Determine the number of lines in these entries that hold the word "bridge". Give the number and nothing more.

§ Record excerpts
————————
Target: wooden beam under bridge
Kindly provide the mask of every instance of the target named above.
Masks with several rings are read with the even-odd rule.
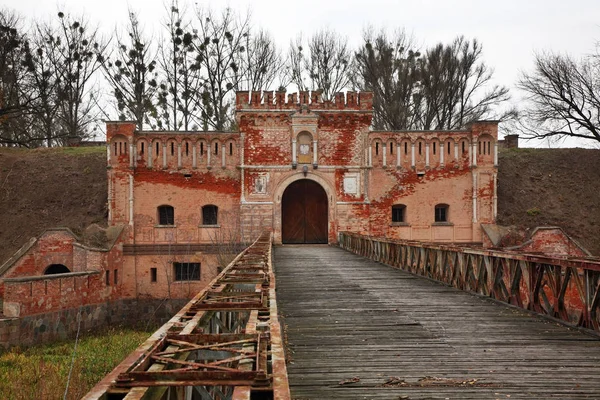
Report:
[[[271,247],[265,232],[84,399],[290,399]]]

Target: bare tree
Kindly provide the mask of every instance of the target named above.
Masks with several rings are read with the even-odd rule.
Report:
[[[56,137],[57,113],[60,103],[57,89],[59,80],[56,78],[55,66],[49,57],[50,44],[44,38],[42,28],[35,26],[31,42],[31,75],[30,90],[35,93],[32,104],[32,130],[37,131],[46,141],[46,146],[52,147]]]
[[[329,100],[350,83],[352,51],[348,39],[331,30],[320,30],[308,41],[305,52],[302,36],[290,43],[289,71],[299,90],[321,89]]]
[[[243,79],[239,89],[267,90],[276,82],[279,89],[289,83],[285,74],[285,60],[275,45],[273,37],[265,30],[251,32],[245,40],[246,51],[242,59]]]
[[[482,51],[477,40],[462,36],[427,50],[419,99],[423,129],[459,129],[473,120],[503,117],[494,112],[509,99],[508,88],[492,83]]]
[[[0,144],[35,146],[30,111],[35,96],[28,87],[32,57],[21,21],[12,12],[0,10]]]
[[[118,34],[113,56],[98,55],[102,70],[111,86],[119,118],[131,118],[138,129],[156,116],[156,61],[150,50],[150,40],[144,37],[137,15],[129,12],[127,39]]]
[[[159,126],[173,130],[197,128],[204,82],[193,46],[197,35],[189,21],[183,18],[185,14],[177,0],[171,2],[164,24],[168,33],[159,49],[162,71],[158,92]]]
[[[522,130],[531,138],[575,137],[600,142],[600,55],[580,62],[537,54],[518,86],[528,93]]]
[[[63,12],[58,18],[58,26],[47,24],[42,34],[49,44],[48,57],[57,79],[60,106],[56,137],[65,141],[86,137],[95,120],[93,97],[98,94],[92,77],[101,66],[106,44],[97,30],[88,29],[85,20],[77,21]]]
[[[424,55],[411,49],[413,43],[402,31],[391,39],[367,31],[356,53],[353,82],[374,92],[376,129],[460,129],[473,120],[513,115],[498,111],[508,89],[493,84],[479,42],[458,37]]]
[[[373,127],[382,130],[416,129],[421,53],[404,31],[392,37],[385,31],[363,34],[355,54],[353,86],[373,92]]]
[[[242,82],[243,53],[250,35],[250,15],[238,18],[225,8],[217,15],[210,9],[196,11],[193,41],[196,60],[204,77],[201,119],[205,130],[225,130],[233,122],[233,93]]]

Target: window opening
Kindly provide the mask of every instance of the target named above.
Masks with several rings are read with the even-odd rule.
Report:
[[[158,152],[159,152],[159,150],[160,150],[160,149],[159,149],[159,143],[158,143],[158,142],[156,142],[156,155],[158,155]]]
[[[188,142],[185,142],[185,155],[190,155],[190,144]]]
[[[171,155],[175,155],[175,143],[171,142]]]
[[[421,155],[421,148],[422,148],[422,143],[419,142],[419,155]]]
[[[233,143],[229,143],[229,155],[233,155]]]
[[[433,142],[433,155],[435,156],[435,142]]]
[[[200,263],[176,262],[173,263],[173,267],[175,268],[175,281],[200,280]]]
[[[375,155],[378,156],[379,155],[379,143],[375,142]]]
[[[156,282],[156,268],[150,268],[150,282]]]
[[[394,154],[394,142],[390,142],[390,154]]]
[[[200,143],[200,155],[204,155],[204,143]]]
[[[144,142],[142,142],[142,149],[140,151],[140,154],[144,154]]]
[[[110,286],[110,271],[106,271],[105,275],[105,280],[106,280],[106,286]]]
[[[448,222],[447,204],[438,204],[435,206],[435,222]]]
[[[202,225],[217,225],[219,208],[214,205],[202,207]]]
[[[113,271],[113,279],[114,279],[115,285],[119,282],[118,275],[117,275],[118,272],[119,271],[117,271],[116,269]]]
[[[44,271],[44,275],[54,275],[54,274],[68,274],[71,272],[66,265],[63,264],[50,264]]]
[[[465,152],[465,142],[462,142],[462,152]]]
[[[450,154],[450,142],[448,142],[448,155]]]
[[[119,153],[117,153],[117,142],[115,142],[115,156],[118,156]]]
[[[408,154],[408,143],[404,142],[404,154]]]
[[[219,155],[219,143],[215,143],[215,156]]]
[[[488,155],[492,154],[492,150],[491,150],[491,146],[492,146],[492,142],[487,142],[487,147],[488,147]]]
[[[175,209],[171,206],[158,207],[158,224],[175,225]]]
[[[403,204],[396,204],[392,206],[392,222],[404,222],[404,211],[406,206]]]

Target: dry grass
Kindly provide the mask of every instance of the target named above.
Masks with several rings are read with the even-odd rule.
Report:
[[[110,329],[85,336],[77,347],[67,399],[80,399],[151,332]],[[0,398],[62,399],[74,340],[0,354]]]

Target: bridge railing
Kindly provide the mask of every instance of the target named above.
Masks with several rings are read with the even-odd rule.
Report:
[[[263,233],[84,399],[290,399]]]
[[[600,332],[600,260],[555,258],[342,232],[341,248],[458,289]]]

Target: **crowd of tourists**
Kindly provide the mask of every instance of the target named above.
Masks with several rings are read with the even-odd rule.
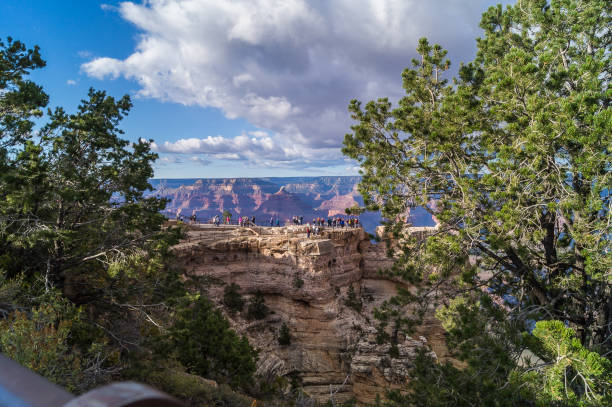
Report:
[[[291,218],[291,222],[294,225],[303,225],[304,217],[303,216],[293,216]],[[357,217],[350,217],[348,219],[344,219],[343,217],[340,217],[340,216],[331,217],[327,219],[322,218],[322,217],[317,217],[312,220],[313,227],[314,226],[323,227],[325,225],[327,225],[330,228],[343,228],[343,227],[358,228],[360,226],[359,218]]]
[[[330,228],[344,228],[344,227],[349,227],[349,228],[357,228],[359,227],[359,218],[349,218],[349,219],[344,219],[341,217],[335,217],[335,218],[328,218],[327,220],[325,220],[325,218],[314,218],[312,220],[312,226],[310,225],[310,223],[306,224],[306,237],[310,238],[310,235],[313,236],[318,236],[321,234],[321,231],[323,230],[323,227],[327,224],[328,227]]]
[[[196,214],[192,214],[191,216],[189,216],[189,218],[187,218],[185,215],[181,214],[181,213],[177,213],[176,214],[176,220],[177,221],[181,221],[181,222],[186,222],[187,220],[189,220],[190,223],[197,223],[198,219]],[[211,220],[211,223],[213,223],[216,226],[219,226],[221,223],[225,223],[227,225],[231,224],[231,216],[226,216],[226,217],[220,217],[219,215],[215,215]],[[303,216],[292,216],[291,217],[291,223],[293,225],[296,226],[300,226],[300,225],[304,225],[304,217]],[[280,226],[280,218],[278,217],[274,217],[271,216],[269,221],[266,222],[267,225],[269,225],[270,227],[276,226],[279,227]],[[239,216],[238,217],[238,226],[255,226],[255,215],[253,216]],[[308,222],[306,223],[306,234],[308,235],[308,237],[310,237],[310,235],[318,235],[320,234],[321,230],[323,229],[323,227],[329,227],[329,228],[344,228],[344,227],[349,227],[349,228],[358,228],[361,226],[360,222],[359,222],[359,218],[358,217],[349,217],[348,219],[345,219],[341,216],[335,216],[335,217],[329,217],[329,218],[324,218],[324,217],[316,217],[312,219],[312,223]]]
[[[177,213],[176,214],[176,220],[181,221],[181,222],[186,222],[187,221],[187,217],[181,213]],[[197,215],[194,213],[191,216],[189,216],[189,223],[198,223],[198,217]]]
[[[255,215],[238,217],[238,226],[255,226]]]

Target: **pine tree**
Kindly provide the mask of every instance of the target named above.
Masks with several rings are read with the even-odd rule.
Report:
[[[381,327],[408,330],[422,316],[406,313],[415,304],[445,304],[440,319],[467,369],[422,372],[447,375],[457,397],[541,396],[524,394],[518,363],[533,321],[566,321],[581,346],[609,360],[611,15],[603,0],[491,7],[476,59],[452,83],[446,51],[422,39],[398,107],[351,102],[357,124],[343,151],[361,164],[366,207],[382,210],[402,249],[391,272],[420,289],[379,309]],[[424,242],[405,233],[414,206],[439,222]],[[545,376],[549,363],[530,371]],[[468,379],[471,387],[458,386]],[[555,402],[609,400],[612,391],[581,386]]]

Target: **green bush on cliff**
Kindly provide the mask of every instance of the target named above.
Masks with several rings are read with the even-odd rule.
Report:
[[[291,345],[291,333],[289,332],[289,327],[285,322],[281,325],[280,330],[278,331],[278,344],[281,346]]]
[[[293,279],[293,288],[295,288],[296,290],[299,290],[303,286],[304,286],[304,280],[302,280],[298,276],[295,276],[295,278]]]
[[[253,383],[257,351],[205,297],[185,304],[168,330],[169,350],[187,371],[231,386]]]
[[[270,309],[266,305],[264,296],[261,291],[257,291],[249,300],[247,308],[247,318],[250,320],[264,319],[270,313]]]
[[[223,305],[225,305],[230,314],[242,312],[244,308],[244,298],[240,294],[240,286],[236,283],[226,285],[223,289]]]
[[[361,312],[361,309],[363,308],[363,303],[359,298],[357,298],[357,294],[355,294],[355,288],[353,288],[352,284],[349,286],[349,289],[346,293],[344,305],[354,309],[357,312]]]

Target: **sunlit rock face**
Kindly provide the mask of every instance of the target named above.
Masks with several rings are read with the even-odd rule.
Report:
————————
§ Output for this exercise
2